━━━ RECORDS FOR PROCESSING

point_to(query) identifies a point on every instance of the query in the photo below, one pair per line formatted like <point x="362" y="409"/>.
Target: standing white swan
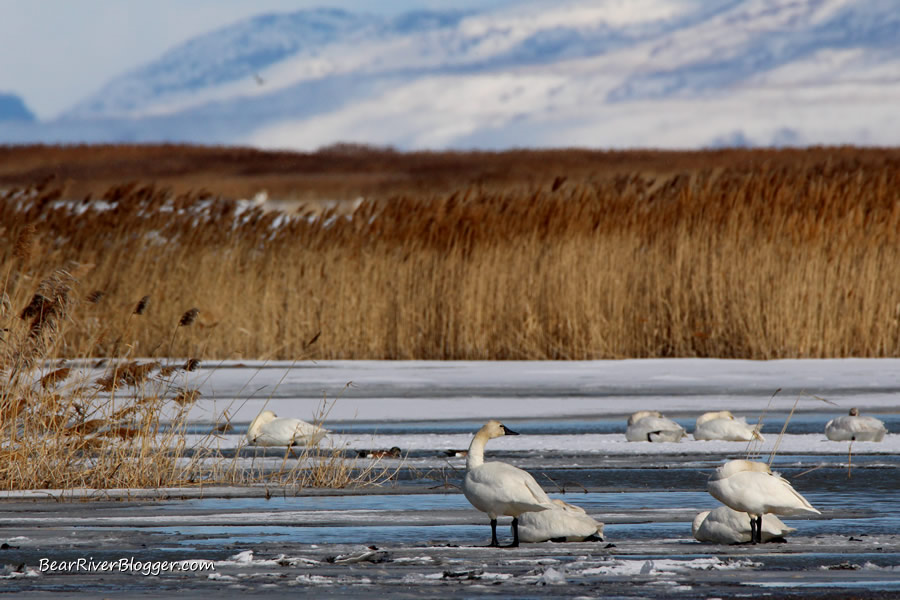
<point x="563" y="523"/>
<point x="498" y="488"/>
<point x="651" y="426"/>
<point x="751" y="487"/>
<point x="722" y="425"/>
<point x="267" y="429"/>
<point x="855" y="428"/>
<point x="727" y="526"/>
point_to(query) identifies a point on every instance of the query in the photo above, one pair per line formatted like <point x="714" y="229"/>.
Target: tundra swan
<point x="394" y="452"/>
<point x="751" y="487"/>
<point x="722" y="425"/>
<point x="267" y="429"/>
<point x="855" y="428"/>
<point x="563" y="523"/>
<point x="728" y="526"/>
<point x="651" y="426"/>
<point x="498" y="488"/>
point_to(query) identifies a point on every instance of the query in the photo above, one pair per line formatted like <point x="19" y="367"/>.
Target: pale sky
<point x="53" y="53"/>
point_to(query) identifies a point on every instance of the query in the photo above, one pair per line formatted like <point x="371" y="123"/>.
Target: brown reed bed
<point x="760" y="255"/>
<point x="63" y="427"/>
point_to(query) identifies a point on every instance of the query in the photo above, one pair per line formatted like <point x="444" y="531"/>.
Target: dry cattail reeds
<point x="188" y="317"/>
<point x="576" y="255"/>
<point x="141" y="306"/>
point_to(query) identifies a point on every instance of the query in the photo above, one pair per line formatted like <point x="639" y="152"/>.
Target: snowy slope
<point x="609" y="73"/>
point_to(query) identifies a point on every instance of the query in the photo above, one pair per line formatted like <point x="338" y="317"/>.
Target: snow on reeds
<point x="63" y="428"/>
<point x="784" y="255"/>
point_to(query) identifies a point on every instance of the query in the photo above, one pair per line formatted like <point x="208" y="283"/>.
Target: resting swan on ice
<point x="855" y="428"/>
<point x="751" y="487"/>
<point x="267" y="429"/>
<point x="728" y="526"/>
<point x="651" y="426"/>
<point x="498" y="488"/>
<point x="722" y="425"/>
<point x="563" y="523"/>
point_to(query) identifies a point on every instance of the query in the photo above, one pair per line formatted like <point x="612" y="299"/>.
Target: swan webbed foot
<point x="494" y="543"/>
<point x="515" y="542"/>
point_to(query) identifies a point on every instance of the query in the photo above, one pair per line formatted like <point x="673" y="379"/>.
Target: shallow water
<point x="429" y="540"/>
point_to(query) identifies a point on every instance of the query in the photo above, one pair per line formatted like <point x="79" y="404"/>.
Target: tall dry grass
<point x="782" y="255"/>
<point x="64" y="426"/>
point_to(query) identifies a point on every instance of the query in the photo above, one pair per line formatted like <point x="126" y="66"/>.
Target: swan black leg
<point x="752" y="529"/>
<point x="494" y="542"/>
<point x="759" y="529"/>
<point x="515" y="543"/>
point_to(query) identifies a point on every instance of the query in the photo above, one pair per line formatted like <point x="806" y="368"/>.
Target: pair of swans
<point x="652" y="426"/>
<point x="498" y="488"/>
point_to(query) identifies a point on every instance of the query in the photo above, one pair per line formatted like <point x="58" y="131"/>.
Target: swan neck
<point x="475" y="457"/>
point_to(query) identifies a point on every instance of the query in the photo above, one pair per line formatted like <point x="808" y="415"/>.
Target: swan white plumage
<point x="751" y="487"/>
<point x="652" y="426"/>
<point x="853" y="427"/>
<point x="268" y="429"/>
<point x="497" y="488"/>
<point x="728" y="526"/>
<point x="563" y="523"/>
<point x="722" y="425"/>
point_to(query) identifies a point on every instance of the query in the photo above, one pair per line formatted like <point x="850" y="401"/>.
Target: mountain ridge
<point x="645" y="73"/>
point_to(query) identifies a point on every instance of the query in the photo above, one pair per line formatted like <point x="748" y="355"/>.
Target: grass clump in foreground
<point x="63" y="428"/>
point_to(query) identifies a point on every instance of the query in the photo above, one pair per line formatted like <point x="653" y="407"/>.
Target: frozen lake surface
<point x="417" y="535"/>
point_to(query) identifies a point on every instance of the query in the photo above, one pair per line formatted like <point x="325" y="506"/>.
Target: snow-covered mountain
<point x="605" y="73"/>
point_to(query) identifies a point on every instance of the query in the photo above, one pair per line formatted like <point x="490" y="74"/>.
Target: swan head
<point x="641" y="414"/>
<point x="738" y="466"/>
<point x="493" y="429"/>
<point x="266" y="416"/>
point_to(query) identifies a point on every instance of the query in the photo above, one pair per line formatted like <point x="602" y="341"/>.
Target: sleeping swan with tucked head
<point x="498" y="488"/>
<point x="853" y="427"/>
<point x="722" y="425"/>
<point x="751" y="487"/>
<point x="728" y="526"/>
<point x="651" y="426"/>
<point x="563" y="523"/>
<point x="267" y="429"/>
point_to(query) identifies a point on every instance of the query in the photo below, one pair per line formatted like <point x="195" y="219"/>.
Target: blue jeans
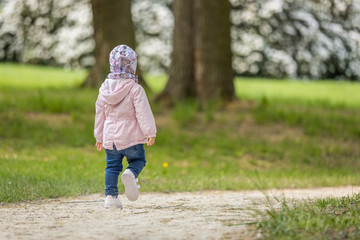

━━━━━━

(WORK INSTRUCTIONS): Considering the records above, state how many lines contain the word "below", with nothing else in your reply.

(EXERCISE ANSWER): 2